**Direction A**
Identify every line of the entries below that contains the word "black", matching its case exactly.

--- Start of Text segment ---

Multi-Speed Sprocket Assembly

Abstract

A multi-speed sprocket assembly is suggested, including at least two sprockets, with both sprockets having at least one common upshift transitional region in which, when the chain is displaced from the smaller sprocket to the larger sprocket for the purpose of shifting gears, the chain leaves the smaller sprocket, with a trailing tooth of the smaller sprocket being the last to engage between a trailing link plate pair of the chain, and moves onto the larger sprocket, with a leading tooth of the larger sprocket either being the first to engage between a first outer link plate pair or being located adjacent to a first inner link plate pair, and with at least the larger sprocket having in its upshift transitional region a double spacewidth created by omitting a tooth, which is immediately followed by the leading tooth. Only one chain link crossing from the smaller sprocket to the larger sprocket is located between the trailing chain link and the leading chain link. The chain roller of the link connection between the crossing chain link and the trailing chain link is located directly across from a rear tooth flank of the trailing tooth of the smaller sprocket. The leading tooth cooperates with a circumferential surface of a link plate of the crossing chain link using its front tooth flank, with the leading tooth being in contact with either the inner surface of an outer link plate or with the outer surface of an inner link plate of the leading chain link. In the region of the double spacewidth, the larger sprocket is embodied in such a way that the crossing chain link comes into contact with the larger sprocket only in the region of the leading tooth.

--- End of Text segment ---
--- Start of Record extracts ---

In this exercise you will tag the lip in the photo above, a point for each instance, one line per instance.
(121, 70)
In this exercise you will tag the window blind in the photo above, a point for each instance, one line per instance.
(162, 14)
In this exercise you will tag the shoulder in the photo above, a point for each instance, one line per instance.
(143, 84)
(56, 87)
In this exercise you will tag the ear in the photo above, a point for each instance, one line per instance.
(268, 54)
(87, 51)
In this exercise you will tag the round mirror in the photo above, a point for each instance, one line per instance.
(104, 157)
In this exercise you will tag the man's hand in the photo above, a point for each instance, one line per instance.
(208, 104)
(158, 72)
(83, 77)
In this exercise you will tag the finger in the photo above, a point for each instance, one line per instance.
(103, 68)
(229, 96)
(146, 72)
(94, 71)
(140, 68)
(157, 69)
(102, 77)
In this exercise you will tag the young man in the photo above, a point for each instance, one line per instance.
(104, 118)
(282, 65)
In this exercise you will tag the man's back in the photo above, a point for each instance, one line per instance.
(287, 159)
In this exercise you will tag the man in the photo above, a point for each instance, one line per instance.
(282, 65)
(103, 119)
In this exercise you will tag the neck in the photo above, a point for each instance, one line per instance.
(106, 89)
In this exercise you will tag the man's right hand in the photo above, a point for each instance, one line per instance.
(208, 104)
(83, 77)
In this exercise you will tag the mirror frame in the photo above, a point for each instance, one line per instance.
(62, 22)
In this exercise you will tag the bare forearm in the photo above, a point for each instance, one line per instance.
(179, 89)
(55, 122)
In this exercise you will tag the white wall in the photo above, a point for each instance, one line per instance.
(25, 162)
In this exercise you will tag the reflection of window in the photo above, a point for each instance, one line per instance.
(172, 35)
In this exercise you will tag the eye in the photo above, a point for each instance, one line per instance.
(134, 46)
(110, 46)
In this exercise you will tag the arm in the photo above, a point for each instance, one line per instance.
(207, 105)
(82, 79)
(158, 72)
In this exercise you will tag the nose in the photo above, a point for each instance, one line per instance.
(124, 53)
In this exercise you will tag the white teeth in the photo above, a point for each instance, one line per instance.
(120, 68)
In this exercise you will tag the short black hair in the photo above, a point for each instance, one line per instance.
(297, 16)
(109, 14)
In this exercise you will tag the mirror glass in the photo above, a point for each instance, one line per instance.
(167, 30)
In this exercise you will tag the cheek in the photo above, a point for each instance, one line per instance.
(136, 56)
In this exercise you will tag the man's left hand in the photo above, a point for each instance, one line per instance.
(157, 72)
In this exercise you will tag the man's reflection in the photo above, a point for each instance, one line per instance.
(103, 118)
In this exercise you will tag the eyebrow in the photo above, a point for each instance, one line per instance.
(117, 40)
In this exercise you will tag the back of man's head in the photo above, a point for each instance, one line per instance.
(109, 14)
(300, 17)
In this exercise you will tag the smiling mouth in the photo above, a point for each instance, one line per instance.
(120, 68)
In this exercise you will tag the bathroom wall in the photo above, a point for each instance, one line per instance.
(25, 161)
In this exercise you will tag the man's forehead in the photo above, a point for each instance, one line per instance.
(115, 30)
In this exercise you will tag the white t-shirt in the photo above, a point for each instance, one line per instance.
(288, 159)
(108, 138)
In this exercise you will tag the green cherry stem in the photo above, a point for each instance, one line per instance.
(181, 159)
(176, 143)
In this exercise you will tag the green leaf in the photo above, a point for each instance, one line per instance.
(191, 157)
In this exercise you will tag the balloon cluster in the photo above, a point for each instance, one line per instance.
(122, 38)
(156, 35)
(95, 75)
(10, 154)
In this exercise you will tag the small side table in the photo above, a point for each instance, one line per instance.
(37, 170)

--- End of Record extracts ---
--- Start of Record extracts ---

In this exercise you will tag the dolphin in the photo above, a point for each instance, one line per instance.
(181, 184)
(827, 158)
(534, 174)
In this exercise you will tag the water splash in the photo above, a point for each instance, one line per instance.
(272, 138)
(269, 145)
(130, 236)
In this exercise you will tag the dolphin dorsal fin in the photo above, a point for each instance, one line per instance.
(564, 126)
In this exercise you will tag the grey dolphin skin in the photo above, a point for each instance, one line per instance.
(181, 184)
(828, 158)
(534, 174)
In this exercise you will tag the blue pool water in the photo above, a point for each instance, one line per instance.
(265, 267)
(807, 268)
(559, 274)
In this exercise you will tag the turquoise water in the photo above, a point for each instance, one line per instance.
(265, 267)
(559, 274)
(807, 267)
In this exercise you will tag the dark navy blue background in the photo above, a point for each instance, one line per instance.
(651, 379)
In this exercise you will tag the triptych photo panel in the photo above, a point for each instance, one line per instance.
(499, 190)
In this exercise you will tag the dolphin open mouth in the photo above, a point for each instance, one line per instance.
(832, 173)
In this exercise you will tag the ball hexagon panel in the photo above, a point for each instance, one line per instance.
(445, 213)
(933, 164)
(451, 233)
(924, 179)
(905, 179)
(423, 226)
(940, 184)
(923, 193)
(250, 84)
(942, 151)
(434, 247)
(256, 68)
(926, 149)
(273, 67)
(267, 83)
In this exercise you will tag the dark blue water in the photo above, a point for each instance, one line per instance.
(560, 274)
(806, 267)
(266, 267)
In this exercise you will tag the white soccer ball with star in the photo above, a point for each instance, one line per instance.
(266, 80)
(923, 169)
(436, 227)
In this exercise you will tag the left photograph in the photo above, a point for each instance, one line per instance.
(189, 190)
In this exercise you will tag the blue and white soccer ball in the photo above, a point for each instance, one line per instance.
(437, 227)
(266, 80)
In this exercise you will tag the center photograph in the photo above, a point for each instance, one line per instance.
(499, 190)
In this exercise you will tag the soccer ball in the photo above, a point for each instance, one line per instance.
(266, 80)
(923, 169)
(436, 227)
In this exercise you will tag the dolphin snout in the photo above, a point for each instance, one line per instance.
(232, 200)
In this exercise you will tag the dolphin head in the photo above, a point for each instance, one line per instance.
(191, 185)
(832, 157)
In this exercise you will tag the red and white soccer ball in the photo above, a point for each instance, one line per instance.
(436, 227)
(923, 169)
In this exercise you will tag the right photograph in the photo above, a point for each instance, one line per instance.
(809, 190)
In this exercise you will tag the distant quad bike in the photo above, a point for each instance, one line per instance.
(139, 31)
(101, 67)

--- End of Record extracts ---
--- Start of Record extracts ---

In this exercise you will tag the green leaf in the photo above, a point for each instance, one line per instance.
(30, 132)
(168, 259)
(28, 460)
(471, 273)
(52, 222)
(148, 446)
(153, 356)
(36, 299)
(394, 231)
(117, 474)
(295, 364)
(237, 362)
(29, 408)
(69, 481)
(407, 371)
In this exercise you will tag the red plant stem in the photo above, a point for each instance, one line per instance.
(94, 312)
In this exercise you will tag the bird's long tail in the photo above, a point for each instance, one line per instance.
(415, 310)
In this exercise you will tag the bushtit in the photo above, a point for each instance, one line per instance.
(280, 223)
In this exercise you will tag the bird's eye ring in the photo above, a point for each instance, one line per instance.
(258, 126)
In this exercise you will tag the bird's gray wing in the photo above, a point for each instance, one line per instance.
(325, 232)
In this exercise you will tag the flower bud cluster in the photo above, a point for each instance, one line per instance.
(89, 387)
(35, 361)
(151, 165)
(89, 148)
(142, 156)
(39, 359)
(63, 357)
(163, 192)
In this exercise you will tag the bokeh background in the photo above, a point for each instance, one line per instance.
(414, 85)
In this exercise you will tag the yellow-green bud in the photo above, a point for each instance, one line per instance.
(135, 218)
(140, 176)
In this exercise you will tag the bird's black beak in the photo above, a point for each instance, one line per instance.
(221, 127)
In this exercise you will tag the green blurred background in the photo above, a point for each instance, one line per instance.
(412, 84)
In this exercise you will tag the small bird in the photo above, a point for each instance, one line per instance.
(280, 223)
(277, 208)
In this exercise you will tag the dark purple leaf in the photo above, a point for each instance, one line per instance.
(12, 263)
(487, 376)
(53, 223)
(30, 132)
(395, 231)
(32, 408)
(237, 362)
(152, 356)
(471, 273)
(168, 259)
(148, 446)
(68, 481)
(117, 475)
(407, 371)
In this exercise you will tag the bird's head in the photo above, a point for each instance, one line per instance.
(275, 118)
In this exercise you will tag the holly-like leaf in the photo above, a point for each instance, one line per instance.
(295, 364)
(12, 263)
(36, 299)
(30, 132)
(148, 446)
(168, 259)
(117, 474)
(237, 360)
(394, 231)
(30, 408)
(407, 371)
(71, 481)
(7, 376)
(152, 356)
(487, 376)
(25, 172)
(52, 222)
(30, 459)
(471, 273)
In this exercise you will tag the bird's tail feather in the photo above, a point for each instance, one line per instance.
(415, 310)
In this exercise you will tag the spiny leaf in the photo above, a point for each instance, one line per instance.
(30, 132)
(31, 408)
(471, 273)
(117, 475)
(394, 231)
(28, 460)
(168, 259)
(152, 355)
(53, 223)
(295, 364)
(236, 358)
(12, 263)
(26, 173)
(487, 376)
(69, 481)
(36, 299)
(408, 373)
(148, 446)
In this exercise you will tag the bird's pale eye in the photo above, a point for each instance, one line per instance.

--- End of Record extracts ---

**Direction B**
List the distinct chain links that the sprocket assembly abstract identifies, using the abstract's own terms for them.

**Written solution A**
In this exercise you will tag the short black hair in the photo above, a point for each instance, one line per instance.
In this exercise you will tag the bird's black beak in the photo above, a point for each instance, one line per instance.

**Written solution B**
- crossing chain link
- trailing chain link
- leading chain link